### EXERCISE TASK
Which lines in the items below contain the word "green"? Pick out each one and copy it in full.

### INPUT DATA
▬▬▬▬▬▬▬▬▬▬

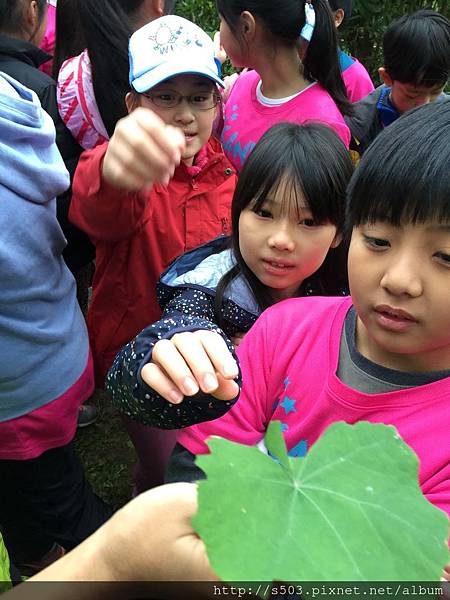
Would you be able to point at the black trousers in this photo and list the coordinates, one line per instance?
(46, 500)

▬▬▬▬▬▬▬▬▬▬

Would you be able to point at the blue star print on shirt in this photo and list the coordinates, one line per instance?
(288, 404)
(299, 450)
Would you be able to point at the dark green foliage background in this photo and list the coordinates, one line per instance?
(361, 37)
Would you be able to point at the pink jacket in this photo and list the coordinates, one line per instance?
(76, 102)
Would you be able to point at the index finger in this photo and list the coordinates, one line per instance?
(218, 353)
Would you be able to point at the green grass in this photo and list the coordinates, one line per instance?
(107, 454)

▬▬▬▬▬▬▬▬▬▬

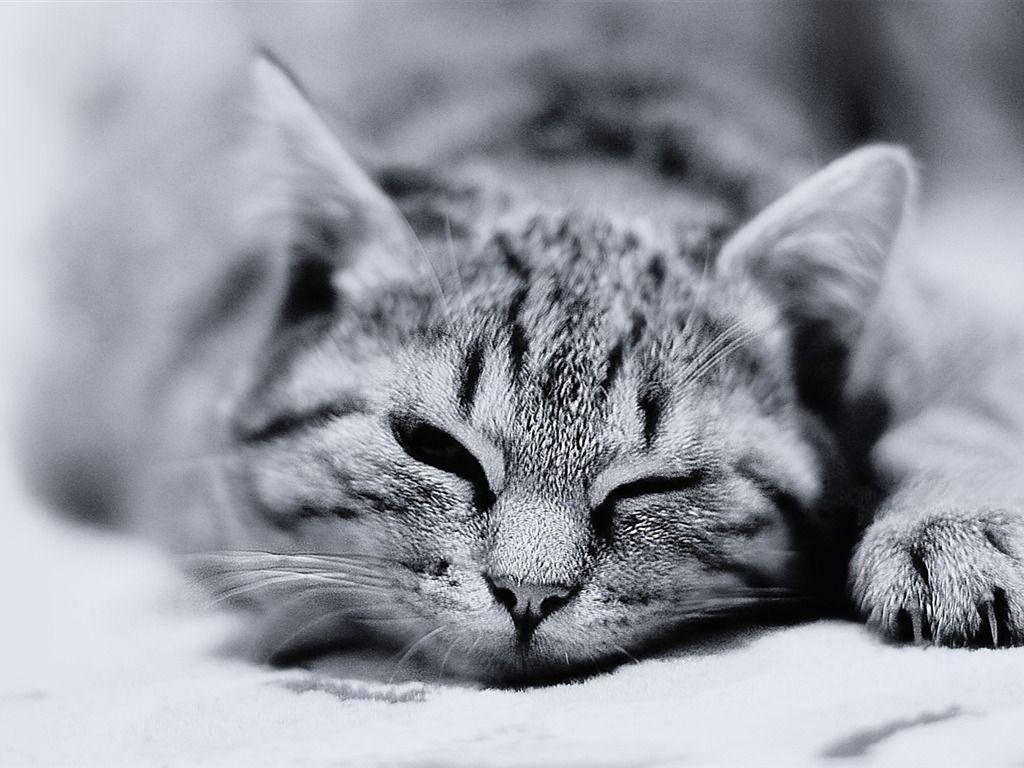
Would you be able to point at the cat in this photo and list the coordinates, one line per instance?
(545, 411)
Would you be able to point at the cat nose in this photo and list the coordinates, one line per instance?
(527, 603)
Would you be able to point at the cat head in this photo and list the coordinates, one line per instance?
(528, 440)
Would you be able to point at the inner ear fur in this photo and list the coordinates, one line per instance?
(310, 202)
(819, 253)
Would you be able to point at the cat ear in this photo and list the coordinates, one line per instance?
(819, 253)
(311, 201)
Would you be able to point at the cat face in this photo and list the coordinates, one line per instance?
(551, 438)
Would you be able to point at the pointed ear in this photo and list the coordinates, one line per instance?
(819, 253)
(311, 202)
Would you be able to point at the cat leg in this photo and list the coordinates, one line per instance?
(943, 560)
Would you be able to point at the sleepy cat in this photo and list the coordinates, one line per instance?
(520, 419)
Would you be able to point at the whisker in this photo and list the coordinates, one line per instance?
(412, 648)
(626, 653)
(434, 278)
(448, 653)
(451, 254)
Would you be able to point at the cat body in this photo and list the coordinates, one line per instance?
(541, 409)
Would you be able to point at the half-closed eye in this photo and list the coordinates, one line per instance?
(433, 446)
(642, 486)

▬▬▬▬▬▬▬▬▬▬

### WRITTEN ANSWER
Would you be able to point at the dark green foliage background in this photo and list the coordinates, one line per instance?
Would you be able to point at the green grass in this photo and list the coordinates, one line per instance?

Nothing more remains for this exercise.